* _TAREAS POR REALIZAR_:
1. Reproduce al pie de la letra el pasaje de las reseñas biográficas que va desde "Se desempeña como" hasta "y Big Data.", ambos incluidos.
2. Retoma las reseñas biográficas justo donde terminan y continúalas.
━━━━━ FRAGMENTO ━━━━━
ANIA Lorena CRAVERO, Universidad de La Frontera

Licenciada en Ciencias de la Ingeniería (1996) e Ingeniera Civil Industrial m. Informática (1997), por la Universidad de La Frontera, Temuco, Chile. Obtuvo su máster en Tecnologías de la Información, por la Universidad Politécnica de Madrid, España (2006). Ha obtenido en 2010 su Doctorado en Cs. de la Computación y Sistemas Informáticos por la Atlantic International University, EE.UU.
Se desempeña como Académico en el Departamento de Ciencias de la Computación e Informática, e investigadora en el Centro de Estudios en Ingeniería de Software, Universidad de La Frontera. Participa en el comité de gestión del Centro de Excelencia de Computación Científica. Sus intereses de investigación están en el área de Modelado Bases de Datos, Ingeniería de Requisitos para Almacenes de Datos y Big Data.

Samuel Sepulveda, Universidad de La Frontera, Temuco, Chile

Licenciado en Cs. de la Ingeniería (1998) e Ing. Civil Industrial m. Informática (1999), por la Universidad de La Frontera, Temuco, Chile. Obtuvo su máster en Dirección y Gestión de Sistemas de Información y TIC, por la Universitat Oberta de Catalunya, España (2006). Actualmente postula al grado de Doctor en Aplicaciones de la Informática por la Universidad de Alicante, España.
━━━━━ ENTRADAS MOSTRADAS ━━━━━
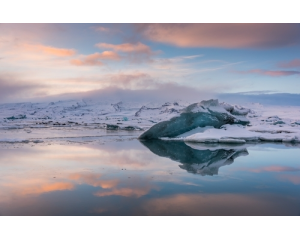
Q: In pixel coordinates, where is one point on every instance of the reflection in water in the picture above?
(125, 178)
(204, 162)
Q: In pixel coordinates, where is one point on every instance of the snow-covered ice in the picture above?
(215, 122)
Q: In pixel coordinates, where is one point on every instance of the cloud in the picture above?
(222, 35)
(220, 204)
(291, 64)
(127, 47)
(11, 88)
(95, 59)
(61, 52)
(269, 72)
(290, 178)
(100, 29)
(94, 180)
(49, 187)
(132, 51)
(279, 99)
(275, 169)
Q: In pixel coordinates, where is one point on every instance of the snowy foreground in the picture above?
(205, 122)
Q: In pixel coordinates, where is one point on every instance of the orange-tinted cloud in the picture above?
(62, 52)
(222, 35)
(95, 59)
(125, 192)
(127, 47)
(101, 29)
(291, 178)
(275, 169)
(291, 64)
(48, 187)
(269, 72)
(94, 180)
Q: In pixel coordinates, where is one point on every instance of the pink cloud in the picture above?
(49, 50)
(101, 29)
(275, 169)
(222, 35)
(291, 64)
(95, 59)
(290, 178)
(127, 47)
(269, 72)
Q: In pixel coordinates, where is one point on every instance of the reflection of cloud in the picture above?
(125, 192)
(48, 187)
(275, 169)
(269, 72)
(222, 35)
(290, 178)
(93, 180)
(220, 204)
(291, 64)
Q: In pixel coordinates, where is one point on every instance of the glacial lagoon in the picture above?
(119, 175)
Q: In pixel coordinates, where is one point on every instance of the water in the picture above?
(124, 176)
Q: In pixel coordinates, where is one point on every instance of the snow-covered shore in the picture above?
(264, 123)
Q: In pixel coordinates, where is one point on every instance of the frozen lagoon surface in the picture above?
(89, 169)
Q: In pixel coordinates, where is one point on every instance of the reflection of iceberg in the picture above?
(205, 161)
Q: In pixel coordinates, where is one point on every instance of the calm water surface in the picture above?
(149, 178)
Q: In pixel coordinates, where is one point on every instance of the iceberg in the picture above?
(203, 114)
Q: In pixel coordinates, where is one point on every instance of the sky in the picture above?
(147, 61)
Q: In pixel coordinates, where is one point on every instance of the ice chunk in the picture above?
(205, 113)
(16, 117)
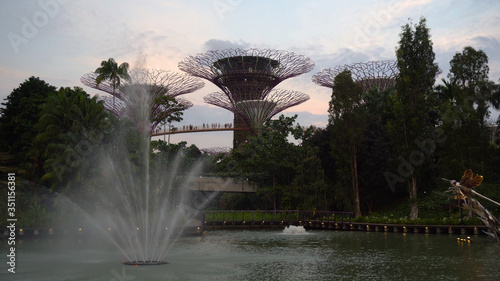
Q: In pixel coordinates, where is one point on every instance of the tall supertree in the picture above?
(247, 79)
(372, 74)
(158, 88)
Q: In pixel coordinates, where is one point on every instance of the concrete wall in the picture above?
(221, 184)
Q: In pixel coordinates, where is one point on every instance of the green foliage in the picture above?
(73, 129)
(412, 119)
(109, 70)
(464, 112)
(167, 110)
(20, 113)
(167, 156)
(347, 116)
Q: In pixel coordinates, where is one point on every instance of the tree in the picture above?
(271, 160)
(109, 70)
(412, 121)
(465, 101)
(20, 113)
(347, 116)
(72, 131)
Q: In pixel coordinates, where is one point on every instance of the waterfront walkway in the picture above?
(321, 220)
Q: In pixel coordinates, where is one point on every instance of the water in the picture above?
(295, 230)
(270, 255)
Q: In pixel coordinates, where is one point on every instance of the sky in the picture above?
(61, 40)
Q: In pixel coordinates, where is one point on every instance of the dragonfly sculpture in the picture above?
(465, 189)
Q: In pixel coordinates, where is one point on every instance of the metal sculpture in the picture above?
(145, 86)
(247, 78)
(256, 112)
(465, 191)
(373, 74)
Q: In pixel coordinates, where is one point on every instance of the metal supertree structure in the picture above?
(144, 87)
(372, 74)
(247, 79)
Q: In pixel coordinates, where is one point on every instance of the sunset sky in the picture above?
(59, 41)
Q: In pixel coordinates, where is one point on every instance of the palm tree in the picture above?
(109, 70)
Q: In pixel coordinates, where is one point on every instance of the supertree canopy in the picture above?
(247, 78)
(146, 87)
(256, 112)
(373, 74)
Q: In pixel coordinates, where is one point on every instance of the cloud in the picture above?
(216, 44)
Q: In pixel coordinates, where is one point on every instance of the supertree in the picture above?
(247, 78)
(256, 112)
(157, 88)
(372, 74)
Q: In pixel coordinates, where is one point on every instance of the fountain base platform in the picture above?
(137, 263)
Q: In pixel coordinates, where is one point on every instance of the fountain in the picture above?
(144, 206)
(294, 230)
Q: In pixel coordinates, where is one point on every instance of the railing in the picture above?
(253, 217)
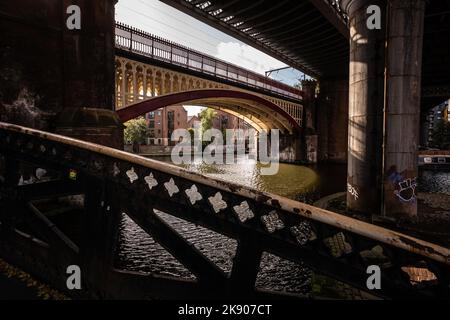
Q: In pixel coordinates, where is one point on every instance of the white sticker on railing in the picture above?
(132, 175)
(171, 187)
(193, 194)
(151, 181)
(217, 203)
(243, 212)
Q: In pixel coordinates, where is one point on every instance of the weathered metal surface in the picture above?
(113, 182)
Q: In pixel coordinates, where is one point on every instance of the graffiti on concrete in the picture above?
(407, 191)
(405, 188)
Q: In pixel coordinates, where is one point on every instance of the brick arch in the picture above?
(267, 107)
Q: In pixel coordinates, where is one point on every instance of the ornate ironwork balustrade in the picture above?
(36, 165)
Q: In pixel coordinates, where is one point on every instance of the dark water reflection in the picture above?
(139, 252)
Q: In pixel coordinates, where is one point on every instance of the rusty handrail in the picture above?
(383, 235)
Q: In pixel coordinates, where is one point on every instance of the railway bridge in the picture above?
(60, 141)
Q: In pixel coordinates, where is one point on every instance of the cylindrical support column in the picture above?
(402, 114)
(366, 101)
(144, 85)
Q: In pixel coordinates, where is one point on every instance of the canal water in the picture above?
(136, 251)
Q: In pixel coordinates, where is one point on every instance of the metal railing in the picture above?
(143, 43)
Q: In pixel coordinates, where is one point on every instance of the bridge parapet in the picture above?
(145, 44)
(113, 182)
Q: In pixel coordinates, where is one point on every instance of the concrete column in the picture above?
(309, 137)
(123, 90)
(135, 88)
(309, 97)
(336, 92)
(402, 114)
(153, 85)
(366, 101)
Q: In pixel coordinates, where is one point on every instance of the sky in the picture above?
(162, 20)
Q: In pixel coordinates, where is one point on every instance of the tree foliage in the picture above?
(135, 131)
(441, 135)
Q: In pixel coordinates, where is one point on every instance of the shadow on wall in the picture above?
(23, 111)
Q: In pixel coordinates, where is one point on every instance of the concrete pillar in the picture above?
(144, 85)
(135, 84)
(153, 85)
(309, 97)
(123, 90)
(366, 101)
(336, 92)
(402, 114)
(309, 137)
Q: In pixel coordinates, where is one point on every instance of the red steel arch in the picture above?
(140, 108)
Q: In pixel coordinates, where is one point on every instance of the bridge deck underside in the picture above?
(307, 35)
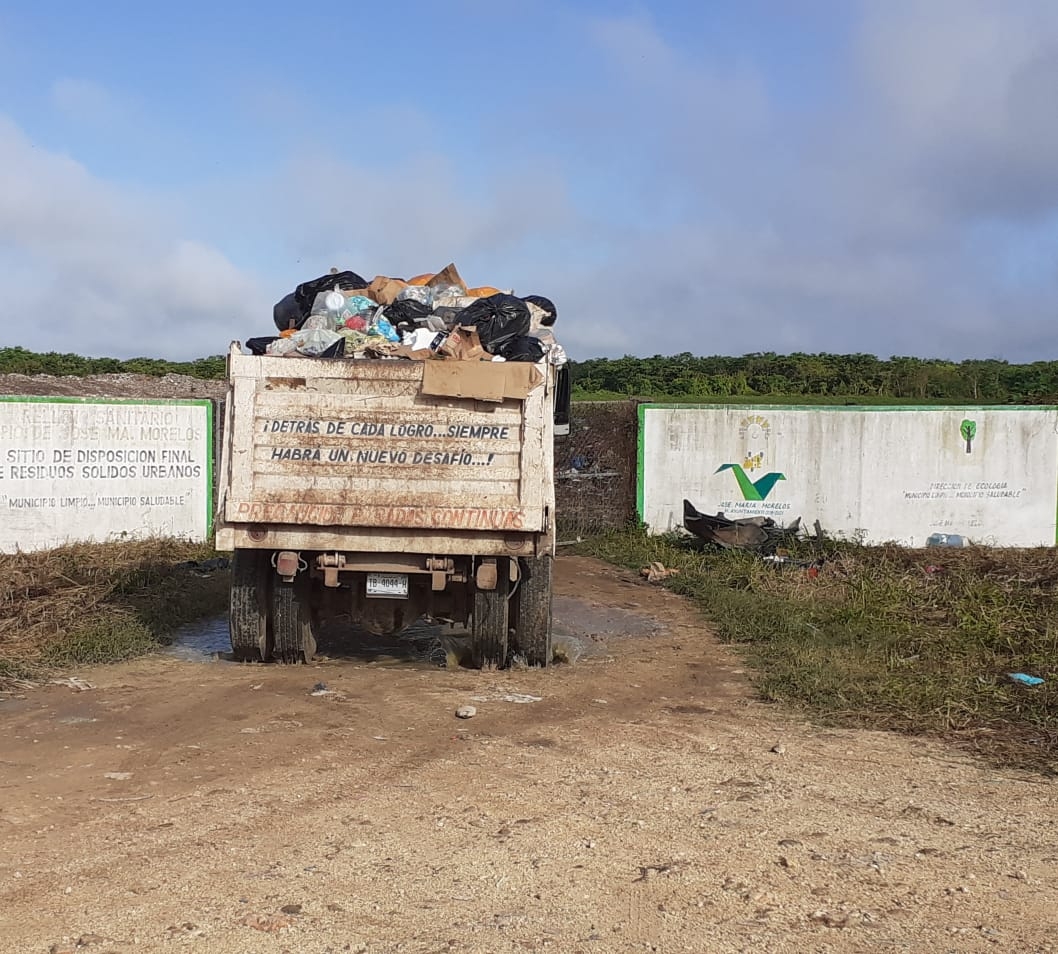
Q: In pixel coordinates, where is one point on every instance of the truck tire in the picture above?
(292, 623)
(248, 617)
(532, 609)
(490, 621)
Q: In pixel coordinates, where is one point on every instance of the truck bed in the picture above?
(377, 446)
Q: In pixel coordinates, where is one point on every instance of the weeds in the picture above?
(918, 641)
(93, 603)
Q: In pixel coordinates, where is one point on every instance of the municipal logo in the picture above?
(752, 490)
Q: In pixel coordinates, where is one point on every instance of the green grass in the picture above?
(917, 641)
(96, 603)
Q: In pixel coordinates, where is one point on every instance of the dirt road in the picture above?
(644, 803)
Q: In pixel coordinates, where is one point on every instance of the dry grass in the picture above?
(918, 641)
(91, 603)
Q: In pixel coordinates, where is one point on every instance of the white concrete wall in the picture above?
(891, 474)
(92, 470)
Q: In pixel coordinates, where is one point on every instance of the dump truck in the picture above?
(389, 491)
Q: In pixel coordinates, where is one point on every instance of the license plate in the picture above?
(391, 585)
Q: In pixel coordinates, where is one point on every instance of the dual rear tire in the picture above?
(268, 618)
(521, 609)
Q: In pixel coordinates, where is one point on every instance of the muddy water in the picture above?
(581, 629)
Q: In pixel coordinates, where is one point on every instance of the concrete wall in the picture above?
(882, 474)
(90, 470)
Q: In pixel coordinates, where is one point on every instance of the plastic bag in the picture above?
(297, 306)
(360, 305)
(383, 327)
(423, 338)
(316, 323)
(522, 348)
(497, 318)
(281, 346)
(547, 313)
(406, 310)
(416, 293)
(313, 342)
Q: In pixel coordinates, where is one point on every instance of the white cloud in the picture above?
(98, 270)
(85, 101)
(668, 204)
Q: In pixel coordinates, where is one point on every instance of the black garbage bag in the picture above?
(545, 305)
(335, 350)
(497, 319)
(297, 306)
(258, 345)
(287, 312)
(522, 348)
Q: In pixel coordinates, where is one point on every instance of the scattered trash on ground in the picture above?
(747, 533)
(521, 698)
(812, 567)
(205, 567)
(656, 572)
(74, 682)
(267, 922)
(947, 539)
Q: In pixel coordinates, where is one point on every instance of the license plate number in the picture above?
(391, 585)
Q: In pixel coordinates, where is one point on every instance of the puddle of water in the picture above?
(580, 629)
(201, 640)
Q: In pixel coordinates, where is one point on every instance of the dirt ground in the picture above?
(644, 803)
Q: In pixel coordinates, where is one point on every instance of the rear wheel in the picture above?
(248, 618)
(292, 621)
(490, 621)
(531, 607)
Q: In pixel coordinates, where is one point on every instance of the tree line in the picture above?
(19, 361)
(748, 377)
(765, 374)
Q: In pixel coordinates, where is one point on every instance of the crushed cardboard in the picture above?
(480, 380)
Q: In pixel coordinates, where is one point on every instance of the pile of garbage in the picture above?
(761, 534)
(427, 317)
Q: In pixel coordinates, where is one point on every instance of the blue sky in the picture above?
(718, 178)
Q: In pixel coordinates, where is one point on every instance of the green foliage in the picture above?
(19, 361)
(882, 637)
(817, 379)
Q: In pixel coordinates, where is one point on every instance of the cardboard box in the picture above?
(448, 275)
(385, 290)
(480, 380)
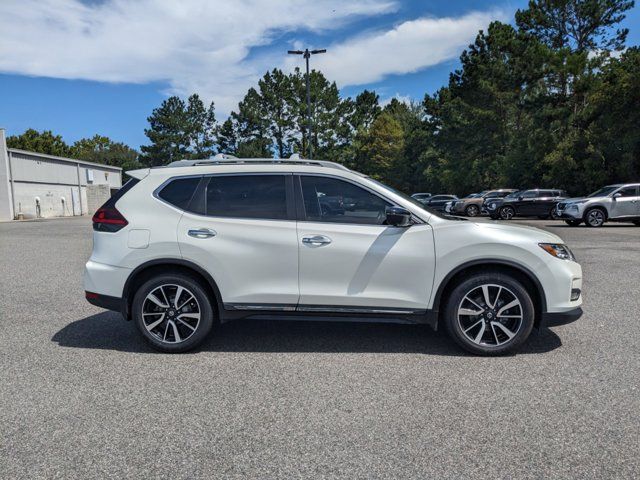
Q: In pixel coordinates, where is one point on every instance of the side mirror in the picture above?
(398, 217)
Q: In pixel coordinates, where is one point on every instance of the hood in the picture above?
(531, 233)
(579, 199)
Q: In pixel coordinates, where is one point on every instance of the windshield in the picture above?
(515, 194)
(603, 192)
(415, 202)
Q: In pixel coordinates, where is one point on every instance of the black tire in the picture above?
(507, 213)
(506, 288)
(195, 334)
(595, 217)
(472, 211)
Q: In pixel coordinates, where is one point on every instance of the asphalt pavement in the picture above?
(81, 395)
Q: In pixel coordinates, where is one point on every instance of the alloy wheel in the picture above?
(171, 313)
(595, 218)
(507, 213)
(490, 315)
(472, 210)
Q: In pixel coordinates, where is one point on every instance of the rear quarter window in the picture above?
(179, 191)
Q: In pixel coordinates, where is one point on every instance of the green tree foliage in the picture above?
(101, 149)
(179, 130)
(525, 105)
(41, 142)
(380, 149)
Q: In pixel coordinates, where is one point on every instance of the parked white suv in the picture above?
(181, 247)
(615, 203)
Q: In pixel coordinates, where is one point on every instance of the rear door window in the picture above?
(337, 201)
(247, 196)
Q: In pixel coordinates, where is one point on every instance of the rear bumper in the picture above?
(551, 319)
(105, 301)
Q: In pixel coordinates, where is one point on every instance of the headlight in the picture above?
(558, 250)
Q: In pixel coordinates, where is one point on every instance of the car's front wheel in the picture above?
(489, 313)
(472, 211)
(507, 213)
(173, 312)
(595, 217)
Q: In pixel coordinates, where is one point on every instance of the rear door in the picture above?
(525, 204)
(241, 229)
(627, 204)
(545, 202)
(351, 260)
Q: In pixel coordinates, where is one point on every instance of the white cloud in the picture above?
(204, 46)
(194, 45)
(409, 47)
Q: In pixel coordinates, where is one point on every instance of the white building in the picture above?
(34, 185)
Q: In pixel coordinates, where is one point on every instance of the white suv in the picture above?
(182, 247)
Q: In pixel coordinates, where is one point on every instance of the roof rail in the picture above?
(224, 159)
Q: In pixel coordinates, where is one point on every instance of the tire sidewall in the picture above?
(206, 312)
(507, 209)
(456, 296)
(588, 212)
(472, 210)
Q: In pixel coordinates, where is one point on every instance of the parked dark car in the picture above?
(437, 202)
(421, 197)
(471, 205)
(538, 202)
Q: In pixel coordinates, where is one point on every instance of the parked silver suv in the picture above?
(618, 203)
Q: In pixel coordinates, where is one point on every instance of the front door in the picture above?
(350, 260)
(246, 239)
(627, 204)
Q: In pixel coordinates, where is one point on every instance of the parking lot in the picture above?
(82, 396)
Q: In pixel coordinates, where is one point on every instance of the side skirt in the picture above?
(324, 313)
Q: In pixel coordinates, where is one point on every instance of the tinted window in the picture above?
(247, 196)
(178, 192)
(332, 200)
(628, 192)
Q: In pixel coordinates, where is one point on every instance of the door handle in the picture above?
(202, 233)
(316, 240)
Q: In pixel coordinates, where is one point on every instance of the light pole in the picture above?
(307, 54)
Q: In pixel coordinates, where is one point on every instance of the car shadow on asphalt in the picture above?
(108, 331)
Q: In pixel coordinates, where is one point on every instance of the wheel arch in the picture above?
(146, 270)
(599, 207)
(517, 270)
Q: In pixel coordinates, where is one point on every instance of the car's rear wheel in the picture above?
(595, 217)
(472, 211)
(507, 213)
(489, 313)
(173, 312)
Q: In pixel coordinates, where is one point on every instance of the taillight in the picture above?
(108, 219)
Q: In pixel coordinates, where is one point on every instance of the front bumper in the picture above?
(551, 319)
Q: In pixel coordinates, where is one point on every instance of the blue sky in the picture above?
(81, 68)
━━━━━
* _LAS RESPUESTAS_:
1.
Se desempeña como Académico en el Departamento de Ciencias de la Computación e Informática, e investigadora en el Centro de Estudios en Ingeniería de Software, Universidad de La Frontera. Participa en el comité de gestión del Centro de Excelencia de Computación Científica. Sus intereses de investigación están en el área de Modelado Bases de Datos, Ingeniería de Requisitos para Almacenes de Datos y Big Data.

2.
Se desempeña como Académico en el Dpto. de Ciencias de la Computación e Informática, e investigador en el Centro de Estudios en Ingeniería de Software, Universidad de La Frontera. Sus intereses de investigación están en el área de Ingeniería de Requerimientos, Modelado de Líneas de Productos de Software y estudios secundarios aplicados en Ingeniería de Software.

Lilia Muñoz, Universidad Tecnológica de Panamá, Chiriquí, Panamá

Ingeniera de Sistemas Computacionales por la Universidad Tecnológica de Panamá. Obtuvo la Maestría en Computación con énfasis en Sistemas de Información en el Instituto Tecnológico de Costa Rica. Ha obtenido el Doctorado en Aplicaciones de la Informática por la Universidad de Alicante en el seno del grupo de Investigación Lucentia (2010).
Docente tiempo completo en la Facultad de Ingeniería de Sistemas Computacionales de la Universidad Tecnológica de Panamá. Sus áreas de interés son la calidad de software, almacenes de datos, auditoría de sistemas, bases de datos, informática aplicada a la educación, internet de las cosas. Actualmente coordina el Grupo en Tecnologías Computacionales Emergentes en la Universidad Tecnológica de Panamá, Centro Regional de Chiriquí.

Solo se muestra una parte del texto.